### EXTRAIT DU DOCUMENT
Vous avez été distraits par le mariage royal de Kate et de William? L'essoufflant duel Canadien-Boston? Les inondations en Montérégie ou encore les tornades dans le sud des États-Unis? À deux jours du vote, voici les positions des grands partis sur les enjeux économiques de l'heure. Question de vous faire une tête, si ce n'est pas déjà fait.

Finances publiques

Personne n'est contre la vertu et tout le monde est pour l'élimination du déficit! Reste à voir le quand et le comment.

Les conservateurs ont rajusté leur cible seulement 17 jours après avoir présenté le budget avec lequel leur gouvernement minoritaire a été défait. Ce n'est plus en 2015-2016 que le Canada retrouvera l'équilibre budgétaire, mais bien en 2014-2015.

Comment? En examinant les dépenses et les programmes au microscope et en sortant le scalpel. Les conservateurs prévoient dégager des économies de 11 milliards de dollars sur quatre ans. Où exactement? Mystère et boule de gomme.

Par ailleurs, la facture inconnue pour l'achat des avions de chasse F-35 suscite bien des craintes de dépassements.

### PROBLÈME À TRAITER
Rédigez la suite de l'article sur les enjeux économiques de l'élection, en reprenant là où il s'interrompt. Les lignes qui suivent n'ont aucun rapport avec l'article sur les enjeux économiques de l'élection.

### LIGNES ENREGISTRÉES

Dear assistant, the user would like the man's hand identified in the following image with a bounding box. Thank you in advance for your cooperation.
* * *
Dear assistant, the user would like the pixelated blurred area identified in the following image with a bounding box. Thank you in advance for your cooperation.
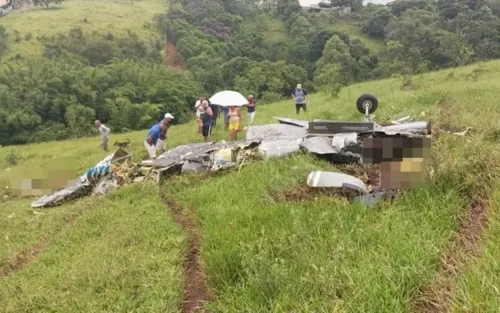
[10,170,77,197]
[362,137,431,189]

### RÉSULTAT DE L'EXERCICE
Le Nouveau Parti démocratique compte aussi atteindre le déficit zéro en 2014-2015. Le NPD n'identifie toutefois pas de grandes compressions dans les dépenses, d'où les accusations de frivolité qui lui ont été adressées. En revanche, il prévoit relever le taux d'imposition des grandes entreprises. Selon ses calculs, le fisc empocherait près de 9 milliards de plus en revenus par année (8,6 milliards en 2012-13 ; 9,3 milliards en 2013-14) . Certains jugent toutefois que les néo-démocrates portent des lunettes roses.

Les libéraux ne s'aventurent pas aussi loin. Grâce à une révision des dépenses et à une hausse de revenus, le déficit devrait chuter à 1% du PIB d'ici deux ans, alors qu'il se situait à 3,6% en 2009-2010. Si l'objectif est d'arriver au déficit-zéro, les libéraux préfèrent attendre avant de s'avancer sur la suite des choses. Ils entendent toutefois constituer une réserve pour imprévus de 3 milliards de dollars qui, si elle reste inutilisée, sera affectée à la réduction du déficit.

Gilles Duceppe n'a aucune chance de devenir le prochain premier ministre du Canada. Les priorités du Bloc pourraient néanmoins se refléter dans les choix d'un éventuel gouvernement de coalition. Une coalition n'est pas impossible même si le sujet chaud de la campagne fédérale 2011 reste tabou.

Une surtaxe sur les plus riches, l'annulation de la baisse du taux d'imposition des entreprises, l'élimination des paradis fiscaux et des subsides aux pétrolières permettraient à Ottawa de renouer avec les surplus dès 2012-2013, croient les bloquistes.

Imposition des entreprises

C'est l'un des grands enjeux de cette campagne. Et ici, les positions sont polarisées.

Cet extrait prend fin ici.